• [Written task] Repeat the following lines exactly and nothing else: the line containing "Target: gold backdrop" and each line after it through the end of the listing.

• [Information provided]
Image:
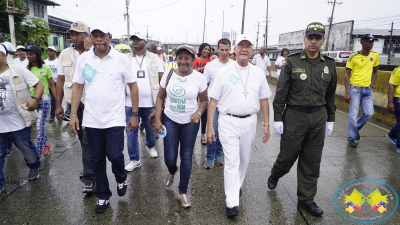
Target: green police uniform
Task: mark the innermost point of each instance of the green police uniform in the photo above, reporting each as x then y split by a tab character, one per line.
304	102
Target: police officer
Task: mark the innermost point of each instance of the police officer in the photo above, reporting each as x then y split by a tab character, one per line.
304	113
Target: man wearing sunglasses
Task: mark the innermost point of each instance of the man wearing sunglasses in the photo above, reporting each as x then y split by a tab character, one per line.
361	73
304	113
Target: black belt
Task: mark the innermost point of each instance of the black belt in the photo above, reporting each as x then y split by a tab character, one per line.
307	110
238	116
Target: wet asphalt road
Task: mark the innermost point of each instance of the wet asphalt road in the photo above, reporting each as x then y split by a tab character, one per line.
57	198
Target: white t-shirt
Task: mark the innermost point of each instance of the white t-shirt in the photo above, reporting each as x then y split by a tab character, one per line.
262	63
105	80
144	85
228	89
10	118
182	93
10	47
53	66
18	62
279	61
211	70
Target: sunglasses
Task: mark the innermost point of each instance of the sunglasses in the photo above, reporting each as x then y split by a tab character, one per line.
316	37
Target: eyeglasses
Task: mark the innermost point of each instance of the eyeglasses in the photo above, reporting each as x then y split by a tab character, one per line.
316	37
248	47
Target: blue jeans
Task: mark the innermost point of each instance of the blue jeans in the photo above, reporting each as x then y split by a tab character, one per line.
365	97
43	109
22	140
183	136
132	136
215	149
108	142
395	131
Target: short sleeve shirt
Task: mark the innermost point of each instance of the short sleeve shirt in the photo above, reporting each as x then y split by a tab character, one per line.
182	94
395	80
44	74
361	68
105	80
228	89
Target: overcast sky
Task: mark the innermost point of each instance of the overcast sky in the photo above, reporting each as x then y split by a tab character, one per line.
167	19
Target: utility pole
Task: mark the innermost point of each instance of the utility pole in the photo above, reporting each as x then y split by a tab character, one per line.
244	10
127	18
205	14
390	45
258	30
330	21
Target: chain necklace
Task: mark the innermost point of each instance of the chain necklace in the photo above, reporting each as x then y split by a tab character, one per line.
245	92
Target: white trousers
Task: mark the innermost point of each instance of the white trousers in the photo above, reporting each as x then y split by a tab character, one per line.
236	136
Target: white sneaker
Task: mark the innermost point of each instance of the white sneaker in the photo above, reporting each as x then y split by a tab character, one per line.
152	151
132	165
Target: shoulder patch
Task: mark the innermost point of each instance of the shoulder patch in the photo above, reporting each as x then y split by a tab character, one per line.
352	56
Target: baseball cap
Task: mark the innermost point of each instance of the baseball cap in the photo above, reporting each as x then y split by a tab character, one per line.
367	37
188	48
79	26
52	48
139	35
244	37
315	28
101	27
35	49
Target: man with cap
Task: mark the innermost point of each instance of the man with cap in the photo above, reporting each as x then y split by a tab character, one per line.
66	67
304	113
148	72
17	110
104	73
10	47
359	78
22	60
240	90
52	62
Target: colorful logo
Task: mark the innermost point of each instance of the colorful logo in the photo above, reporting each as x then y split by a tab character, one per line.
381	201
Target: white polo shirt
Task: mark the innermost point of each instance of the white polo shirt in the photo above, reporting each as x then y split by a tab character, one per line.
262	63
105	80
211	70
228	89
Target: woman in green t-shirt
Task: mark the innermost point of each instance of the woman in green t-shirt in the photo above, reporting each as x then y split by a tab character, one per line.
44	73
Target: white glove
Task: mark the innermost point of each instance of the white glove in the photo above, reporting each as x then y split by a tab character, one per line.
329	128
278	127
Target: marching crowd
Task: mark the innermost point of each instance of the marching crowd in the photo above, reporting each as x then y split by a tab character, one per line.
217	90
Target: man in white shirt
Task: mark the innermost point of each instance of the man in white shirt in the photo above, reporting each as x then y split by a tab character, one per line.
262	61
104	73
10	47
214	150
22	60
240	90
148	71
52	62
67	62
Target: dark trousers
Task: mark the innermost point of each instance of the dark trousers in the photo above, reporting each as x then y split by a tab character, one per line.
108	142
88	174
303	139
395	131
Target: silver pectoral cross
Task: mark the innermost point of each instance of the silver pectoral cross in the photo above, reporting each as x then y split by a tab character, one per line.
245	92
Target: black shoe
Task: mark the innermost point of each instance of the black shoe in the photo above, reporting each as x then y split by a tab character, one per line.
33	174
121	188
352	144
231	212
102	205
311	208
272	182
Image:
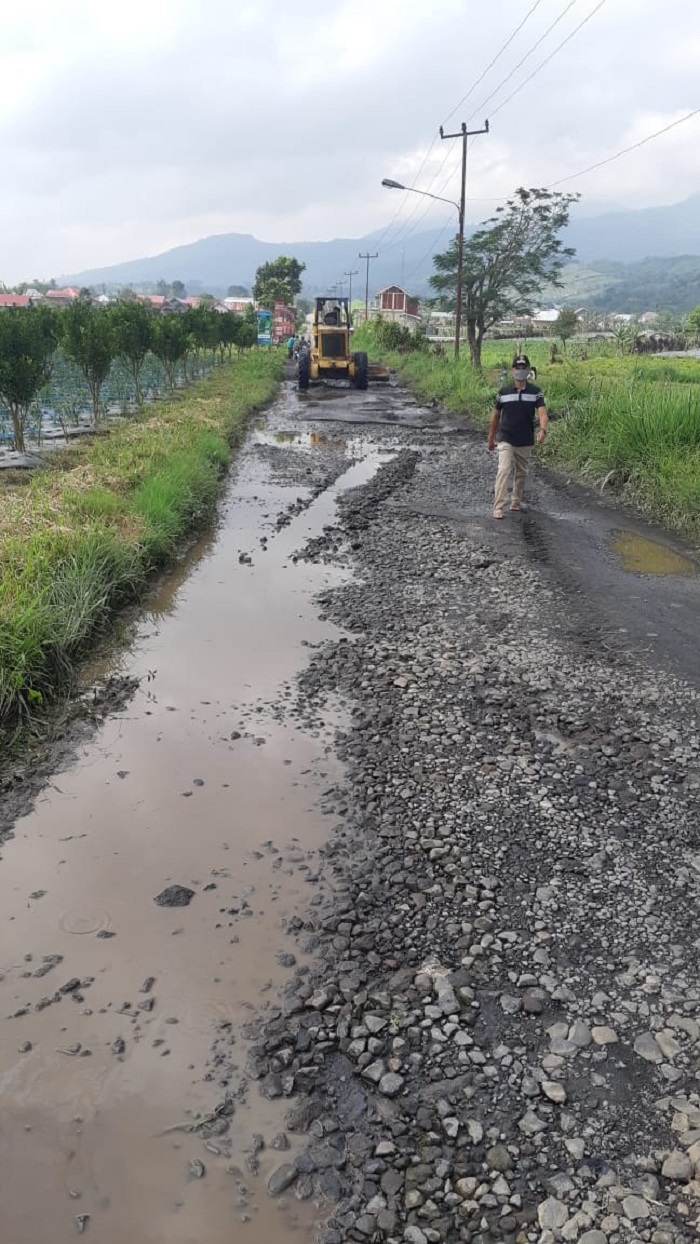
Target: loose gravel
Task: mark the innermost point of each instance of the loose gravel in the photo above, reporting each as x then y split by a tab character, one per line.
499	1038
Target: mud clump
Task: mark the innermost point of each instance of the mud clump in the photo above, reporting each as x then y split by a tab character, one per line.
174	896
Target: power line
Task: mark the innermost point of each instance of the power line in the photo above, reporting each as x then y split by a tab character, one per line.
570	177
626	149
547	59
527	55
434	139
496	57
405	230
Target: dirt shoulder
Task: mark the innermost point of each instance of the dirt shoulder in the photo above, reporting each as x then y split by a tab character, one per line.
501	1036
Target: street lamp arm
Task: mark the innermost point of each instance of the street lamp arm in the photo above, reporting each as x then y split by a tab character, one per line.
397	185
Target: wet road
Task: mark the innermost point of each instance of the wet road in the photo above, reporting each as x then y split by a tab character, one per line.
203	781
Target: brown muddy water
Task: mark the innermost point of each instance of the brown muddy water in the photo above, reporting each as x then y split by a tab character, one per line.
644	556
165	794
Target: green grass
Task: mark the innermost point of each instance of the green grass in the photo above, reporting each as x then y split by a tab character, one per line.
82	536
624	423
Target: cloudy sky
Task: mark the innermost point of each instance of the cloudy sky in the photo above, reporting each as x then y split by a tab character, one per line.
128	128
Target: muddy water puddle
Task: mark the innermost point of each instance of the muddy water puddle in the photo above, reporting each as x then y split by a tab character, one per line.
112	1002
644	556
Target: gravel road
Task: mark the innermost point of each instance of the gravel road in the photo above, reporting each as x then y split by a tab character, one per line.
500	1034
486	912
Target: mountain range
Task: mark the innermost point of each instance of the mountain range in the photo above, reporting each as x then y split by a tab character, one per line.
611	245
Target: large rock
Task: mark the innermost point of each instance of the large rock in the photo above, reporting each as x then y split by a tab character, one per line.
678	1166
552	1214
281	1179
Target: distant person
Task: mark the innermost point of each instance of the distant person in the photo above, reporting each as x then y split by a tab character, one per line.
512	419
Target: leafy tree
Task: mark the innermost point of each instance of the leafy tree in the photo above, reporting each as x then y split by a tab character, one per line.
693	321
506	263
133	332
246	332
27	340
87	337
169	343
566	325
277	281
229	330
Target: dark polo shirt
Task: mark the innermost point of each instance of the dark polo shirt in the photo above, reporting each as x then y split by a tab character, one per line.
517	408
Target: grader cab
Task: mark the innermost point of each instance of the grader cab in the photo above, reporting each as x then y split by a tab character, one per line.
328	355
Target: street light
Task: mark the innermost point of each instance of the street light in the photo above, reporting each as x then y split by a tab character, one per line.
464	133
398	185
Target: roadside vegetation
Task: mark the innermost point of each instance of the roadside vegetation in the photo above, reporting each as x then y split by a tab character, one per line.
86	361
80	538
629	424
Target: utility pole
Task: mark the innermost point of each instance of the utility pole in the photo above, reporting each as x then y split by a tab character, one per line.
464	133
353	273
376	255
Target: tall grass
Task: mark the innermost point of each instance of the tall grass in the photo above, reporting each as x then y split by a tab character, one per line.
82	536
629	424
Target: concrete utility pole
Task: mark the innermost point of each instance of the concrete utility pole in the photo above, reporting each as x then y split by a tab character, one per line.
464	133
376	255
353	273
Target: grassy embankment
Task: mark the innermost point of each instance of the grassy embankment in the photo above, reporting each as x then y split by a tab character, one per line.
630	424
78	539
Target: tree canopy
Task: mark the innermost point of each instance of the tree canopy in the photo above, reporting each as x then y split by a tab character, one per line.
506	261
27	338
277	281
566	325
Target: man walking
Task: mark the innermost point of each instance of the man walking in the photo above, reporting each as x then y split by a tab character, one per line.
514	419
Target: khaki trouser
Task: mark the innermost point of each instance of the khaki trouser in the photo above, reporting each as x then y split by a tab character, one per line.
511	457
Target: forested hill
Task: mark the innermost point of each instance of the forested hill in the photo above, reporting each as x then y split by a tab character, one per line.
613	249
648	285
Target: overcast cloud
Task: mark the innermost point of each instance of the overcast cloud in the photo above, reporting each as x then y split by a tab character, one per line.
128	128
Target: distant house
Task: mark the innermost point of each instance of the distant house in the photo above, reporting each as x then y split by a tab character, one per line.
239	305
396	305
548	316
394	299
14	300
154	300
284	321
62	297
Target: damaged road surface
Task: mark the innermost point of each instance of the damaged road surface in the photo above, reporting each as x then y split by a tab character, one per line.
373	916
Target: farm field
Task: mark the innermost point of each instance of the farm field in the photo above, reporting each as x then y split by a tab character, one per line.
80	536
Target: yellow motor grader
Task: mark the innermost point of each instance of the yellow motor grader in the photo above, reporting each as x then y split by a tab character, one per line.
328	356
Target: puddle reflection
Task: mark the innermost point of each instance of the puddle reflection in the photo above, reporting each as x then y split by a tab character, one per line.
645	556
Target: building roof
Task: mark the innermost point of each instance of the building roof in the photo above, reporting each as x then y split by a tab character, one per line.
14	300
70	291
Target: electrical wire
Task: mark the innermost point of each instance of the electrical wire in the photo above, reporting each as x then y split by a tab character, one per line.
496	57
521	62
570	177
547	59
624	151
408	228
435	137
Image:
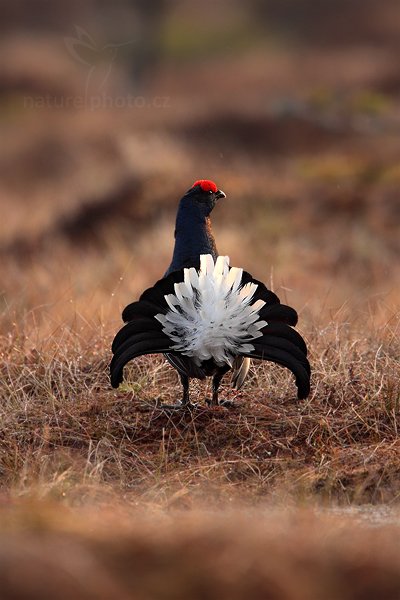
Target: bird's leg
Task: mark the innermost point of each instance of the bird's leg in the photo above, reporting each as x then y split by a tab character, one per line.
185	402
185	384
215	387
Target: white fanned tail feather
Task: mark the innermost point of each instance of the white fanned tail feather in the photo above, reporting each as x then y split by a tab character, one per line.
212	314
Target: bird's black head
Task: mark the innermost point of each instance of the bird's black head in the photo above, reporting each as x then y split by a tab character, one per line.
203	195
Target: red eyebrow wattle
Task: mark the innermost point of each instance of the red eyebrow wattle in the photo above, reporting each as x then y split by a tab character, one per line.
206	185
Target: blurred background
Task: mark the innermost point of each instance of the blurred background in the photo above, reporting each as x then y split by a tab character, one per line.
110	110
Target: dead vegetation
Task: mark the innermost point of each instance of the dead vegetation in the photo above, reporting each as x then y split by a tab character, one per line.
307	153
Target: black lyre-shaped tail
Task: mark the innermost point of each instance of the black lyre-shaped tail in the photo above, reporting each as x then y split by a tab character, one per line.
143	333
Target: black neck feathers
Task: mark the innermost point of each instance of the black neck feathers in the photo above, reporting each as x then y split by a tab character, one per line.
193	236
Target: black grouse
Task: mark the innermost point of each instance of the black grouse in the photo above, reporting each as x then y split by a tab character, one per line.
205	316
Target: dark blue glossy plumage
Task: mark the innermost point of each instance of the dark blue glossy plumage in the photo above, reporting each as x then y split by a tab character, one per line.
193	235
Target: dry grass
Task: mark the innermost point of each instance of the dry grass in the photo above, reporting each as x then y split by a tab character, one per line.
105	495
53	553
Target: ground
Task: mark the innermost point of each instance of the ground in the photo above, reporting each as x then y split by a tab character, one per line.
97	480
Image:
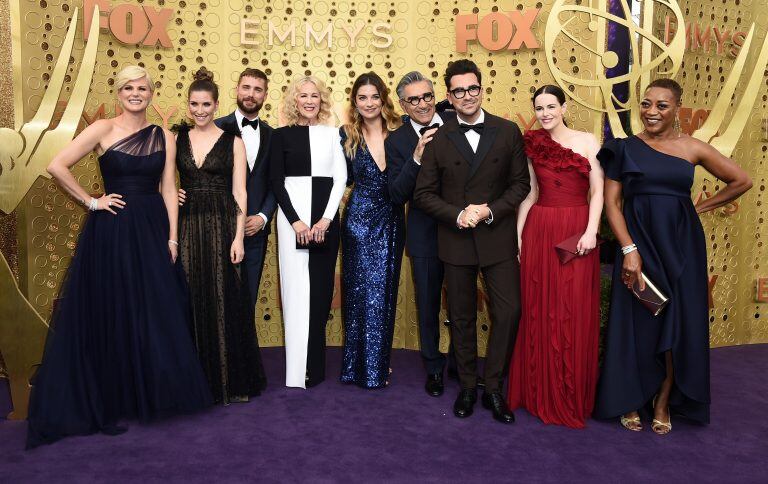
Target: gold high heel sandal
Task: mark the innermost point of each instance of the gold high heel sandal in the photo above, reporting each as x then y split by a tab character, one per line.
628	423
659	427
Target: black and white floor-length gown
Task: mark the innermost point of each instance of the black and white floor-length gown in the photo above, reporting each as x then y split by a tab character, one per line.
308	172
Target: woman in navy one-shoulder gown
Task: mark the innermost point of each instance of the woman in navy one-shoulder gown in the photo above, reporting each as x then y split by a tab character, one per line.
664	359
119	345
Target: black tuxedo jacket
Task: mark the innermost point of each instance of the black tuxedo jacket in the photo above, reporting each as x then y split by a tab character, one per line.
260	196
402	170
452	177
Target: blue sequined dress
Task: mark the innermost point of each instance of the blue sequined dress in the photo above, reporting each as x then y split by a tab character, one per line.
373	237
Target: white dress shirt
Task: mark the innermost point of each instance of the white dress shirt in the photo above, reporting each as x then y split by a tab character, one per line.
473	137
436	119
252	140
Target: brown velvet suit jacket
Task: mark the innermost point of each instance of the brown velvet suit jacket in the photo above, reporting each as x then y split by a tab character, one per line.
452	177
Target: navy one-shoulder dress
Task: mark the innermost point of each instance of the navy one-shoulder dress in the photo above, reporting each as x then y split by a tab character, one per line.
119	346
663	222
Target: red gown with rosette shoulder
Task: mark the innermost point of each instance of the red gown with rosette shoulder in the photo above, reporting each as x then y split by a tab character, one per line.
554	369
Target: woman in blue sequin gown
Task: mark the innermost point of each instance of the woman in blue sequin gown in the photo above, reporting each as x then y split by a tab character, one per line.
373	237
119	345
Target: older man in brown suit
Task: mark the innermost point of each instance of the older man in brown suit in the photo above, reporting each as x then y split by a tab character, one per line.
474	174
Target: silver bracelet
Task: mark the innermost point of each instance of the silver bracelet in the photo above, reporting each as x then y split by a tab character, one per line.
628	248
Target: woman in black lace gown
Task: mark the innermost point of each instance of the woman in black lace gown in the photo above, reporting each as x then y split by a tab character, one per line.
212	169
119	346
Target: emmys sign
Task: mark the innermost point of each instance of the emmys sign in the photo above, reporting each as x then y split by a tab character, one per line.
652	54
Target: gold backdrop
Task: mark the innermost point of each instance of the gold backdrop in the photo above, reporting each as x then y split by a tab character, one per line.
39	236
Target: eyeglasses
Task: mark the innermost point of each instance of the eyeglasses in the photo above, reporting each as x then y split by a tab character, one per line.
459	92
415	100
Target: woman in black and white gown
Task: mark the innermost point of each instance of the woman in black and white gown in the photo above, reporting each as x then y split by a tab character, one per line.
308	173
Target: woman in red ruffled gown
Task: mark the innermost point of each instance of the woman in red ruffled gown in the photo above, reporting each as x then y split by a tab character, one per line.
554	371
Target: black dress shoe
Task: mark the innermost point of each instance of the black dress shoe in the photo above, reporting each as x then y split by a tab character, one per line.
465	403
496	404
434	385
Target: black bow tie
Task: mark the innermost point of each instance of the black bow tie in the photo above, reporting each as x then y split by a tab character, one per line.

• [Correct result]
Target: gold backdrop
Task: mark the innermost point of each instance of the gold backdrop in the photo above, reporting each as x then y split by a tab character, one per line.
39	236
Target: eyeglasses
Task: mark the innermost point of each instance of the eyeglasses in the photo above, reporting each as x then y split by a tab character, one per line.
459	92
415	100
Target: woman in black and white gown
Task: mark the innermost point of each instance of the woman in black and white gown in the photo above, reporting each as x then y split by a tab character, one per line.
308	173
Target: woman in red ruffled gown
Task: mark the innermost point of each instance of the woman in red ruffled gown in the photo above, reporting each as x then y split by a tab character, one per line.
554	371
Target: black dress shoe
Task: mark the innermost point of each instance of the black dress shoe in the photo above, reporting each as x then y split by a tab character, one per line.
465	403
496	404
434	385
Target: black bow tie
Task: mark the innermost point of each instance of the black bow tie in the photo above, reporting each as x then y split by a tab character, one per line.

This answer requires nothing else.